EXERCISES:
**a.** In the get_enriched_go documentation, which adjustment method is applied to the over/underrepresented p-values?
**b.** Write the next part of the get_enriched_go documentation, picking up after its last line.

GO term enrichment using goseq — get_enriched

A wrapper function around goseq to perform GO term enrichment analysis. See the goseq documentation for details. pwf can be made using nullp.

Over/underrepresented p-values are automatically adjusted using method = "BH". If gene2cat is not provided then this function will default to using the Homo sapiens genome hg19 and will expect Ensembl gene IDs to have been used to construct the pwf input.

Usage

get_enriched_go(
  pwf,
  gene2cat = NULL,
  ...,
  shorten_term = TRUE,
  shorten_lims = c(1L, 30L),
  filter_no_DE = TRUE
)

Arguments

pwf: data.frame with 3 columns (DEgenes = logical, bias.data = numeric/integer, pwf = numeric) and row names (usually UniProt accessions, Ensembl gene IDs or similar). Typically constructed using nullp.

SUPPLIED INFORMATION:
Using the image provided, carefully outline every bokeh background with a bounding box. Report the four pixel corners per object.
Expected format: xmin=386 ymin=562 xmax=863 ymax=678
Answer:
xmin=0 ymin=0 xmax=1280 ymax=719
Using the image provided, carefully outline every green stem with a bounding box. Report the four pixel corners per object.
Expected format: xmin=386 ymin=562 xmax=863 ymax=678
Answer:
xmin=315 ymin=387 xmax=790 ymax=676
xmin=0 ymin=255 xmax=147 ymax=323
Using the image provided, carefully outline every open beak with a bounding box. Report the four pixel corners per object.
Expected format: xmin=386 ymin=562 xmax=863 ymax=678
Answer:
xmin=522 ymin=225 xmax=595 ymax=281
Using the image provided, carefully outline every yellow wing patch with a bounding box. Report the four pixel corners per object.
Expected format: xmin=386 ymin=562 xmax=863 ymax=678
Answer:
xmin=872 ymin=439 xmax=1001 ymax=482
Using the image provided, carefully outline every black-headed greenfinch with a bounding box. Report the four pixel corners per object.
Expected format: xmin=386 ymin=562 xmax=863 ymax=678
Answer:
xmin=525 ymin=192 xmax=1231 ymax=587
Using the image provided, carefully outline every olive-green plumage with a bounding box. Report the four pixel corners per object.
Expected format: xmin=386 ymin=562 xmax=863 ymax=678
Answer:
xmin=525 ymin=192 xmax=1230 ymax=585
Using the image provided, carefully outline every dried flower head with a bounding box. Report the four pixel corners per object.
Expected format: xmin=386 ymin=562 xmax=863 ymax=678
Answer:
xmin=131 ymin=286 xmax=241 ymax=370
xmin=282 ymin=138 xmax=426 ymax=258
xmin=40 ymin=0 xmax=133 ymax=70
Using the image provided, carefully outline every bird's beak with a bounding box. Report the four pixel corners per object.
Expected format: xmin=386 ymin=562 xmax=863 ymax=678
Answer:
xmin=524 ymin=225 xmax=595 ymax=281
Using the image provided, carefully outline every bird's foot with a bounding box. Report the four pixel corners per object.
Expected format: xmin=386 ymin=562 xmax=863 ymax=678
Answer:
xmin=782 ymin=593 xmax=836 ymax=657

EXPECTED RESULTS:
**a.** They are adjusted using method = "BH".

**b.**
gene2cat: data.frame with 2 columns containing the mapping between genes (usually UniProt accessions, Ensembl gene IDs or similar) and GO terms. Alternatively, a named list where the names are genes and each entry is a character vector of GO terms.
...: Other arguments to be passed to goseq.
shorten_term: logical. Should an extra column with a substring of the output GO terms be added to the output data.frame? Default is TRUE.
shorten_lims: integer vector of length 2. The start and stop coordinates of the substring.
filter_no_DE: logical. Should terms without any features in the foreground be removed?

Value

Returns a data.frame of over/underrepresented GO terms.